# Excerpt provided:
# # # #

<!-- 
  HAPPRIME - derivation.xml.in
  Function documentation template file for HAPprime
  Paul Smith

  Copyright (C)  2007-2009
  Paul Smith
  National University of Ireland Galway

  $Id: functions.xml.in 200 2008-02-05 14:29:47Z pas $
-->

<!-- ********************************************************** -->
<Chapter  Label="Derivation">
  <Heading>Derivations</Heading>

  A derivation <M>d</M> of a ring <M>R</M> is a map <M>R \to R</M> that obeys 
  the product rule
  <Display>
    d(rs) = d(r)s + rd(s)
  </Display>
  for elements <M>r</M>, <M>s</M> in the field, and which is also distributive 
  over addition in the ring  
  <Display>
    d(r+s) = d(r) + d(s)

# # # #

# Data entries:
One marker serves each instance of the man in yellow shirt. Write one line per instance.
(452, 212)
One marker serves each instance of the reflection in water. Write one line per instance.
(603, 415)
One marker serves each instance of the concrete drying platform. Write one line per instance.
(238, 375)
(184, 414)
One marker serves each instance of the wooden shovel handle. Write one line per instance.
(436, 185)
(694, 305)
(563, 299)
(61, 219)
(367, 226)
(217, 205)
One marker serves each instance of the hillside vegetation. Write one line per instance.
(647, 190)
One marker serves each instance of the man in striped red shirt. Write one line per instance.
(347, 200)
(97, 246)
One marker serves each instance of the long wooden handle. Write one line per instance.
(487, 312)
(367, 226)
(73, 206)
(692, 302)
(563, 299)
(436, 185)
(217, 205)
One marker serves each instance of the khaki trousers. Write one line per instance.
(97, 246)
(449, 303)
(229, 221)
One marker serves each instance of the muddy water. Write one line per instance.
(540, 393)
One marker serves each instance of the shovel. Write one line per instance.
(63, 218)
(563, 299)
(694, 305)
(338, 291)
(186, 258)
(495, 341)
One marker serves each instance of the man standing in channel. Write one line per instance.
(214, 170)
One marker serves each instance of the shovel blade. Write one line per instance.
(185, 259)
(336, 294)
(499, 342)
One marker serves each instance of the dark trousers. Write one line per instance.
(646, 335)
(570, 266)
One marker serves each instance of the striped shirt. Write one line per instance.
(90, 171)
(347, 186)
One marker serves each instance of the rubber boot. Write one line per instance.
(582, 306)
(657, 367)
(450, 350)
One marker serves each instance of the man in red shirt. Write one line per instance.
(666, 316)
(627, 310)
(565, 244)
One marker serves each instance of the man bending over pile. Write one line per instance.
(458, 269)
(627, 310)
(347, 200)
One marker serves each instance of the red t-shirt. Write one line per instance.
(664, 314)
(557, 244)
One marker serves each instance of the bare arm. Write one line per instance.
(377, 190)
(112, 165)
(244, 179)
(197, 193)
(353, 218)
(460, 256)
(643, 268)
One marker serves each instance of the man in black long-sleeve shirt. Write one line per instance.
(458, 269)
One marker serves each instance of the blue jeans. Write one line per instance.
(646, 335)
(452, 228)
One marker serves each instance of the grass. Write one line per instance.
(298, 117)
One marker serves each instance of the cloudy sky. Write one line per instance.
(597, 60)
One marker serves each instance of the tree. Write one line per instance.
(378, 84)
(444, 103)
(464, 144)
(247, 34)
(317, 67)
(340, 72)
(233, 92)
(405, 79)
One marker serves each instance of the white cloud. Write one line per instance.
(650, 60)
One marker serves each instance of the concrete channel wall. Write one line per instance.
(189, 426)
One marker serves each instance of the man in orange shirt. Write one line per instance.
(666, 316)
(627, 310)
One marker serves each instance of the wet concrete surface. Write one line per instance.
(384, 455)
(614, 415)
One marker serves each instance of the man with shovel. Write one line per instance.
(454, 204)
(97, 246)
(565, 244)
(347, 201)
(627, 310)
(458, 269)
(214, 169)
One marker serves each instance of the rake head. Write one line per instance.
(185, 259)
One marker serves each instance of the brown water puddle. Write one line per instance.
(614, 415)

# # # #

# Problem:
In the HAPprime file on derivations, set down everything from "A derivation <M>d</M>" down to "d(r+s) = d(r) + d(s)", character for character.

# Worked answer:
A derivation <M>d</M> of a ring <M>R</M> is a map <M>R \to R</M> that obeys 
  the product rule
  <Display>
    d(rs) = d(r)s + rd(s)
  </Display>
  for elements <M>r</M>, <M>s</M> in the field, and which is also distributive 
  over addition in the ring  
  <Display>
    d(r+s) = d(r) + d(s)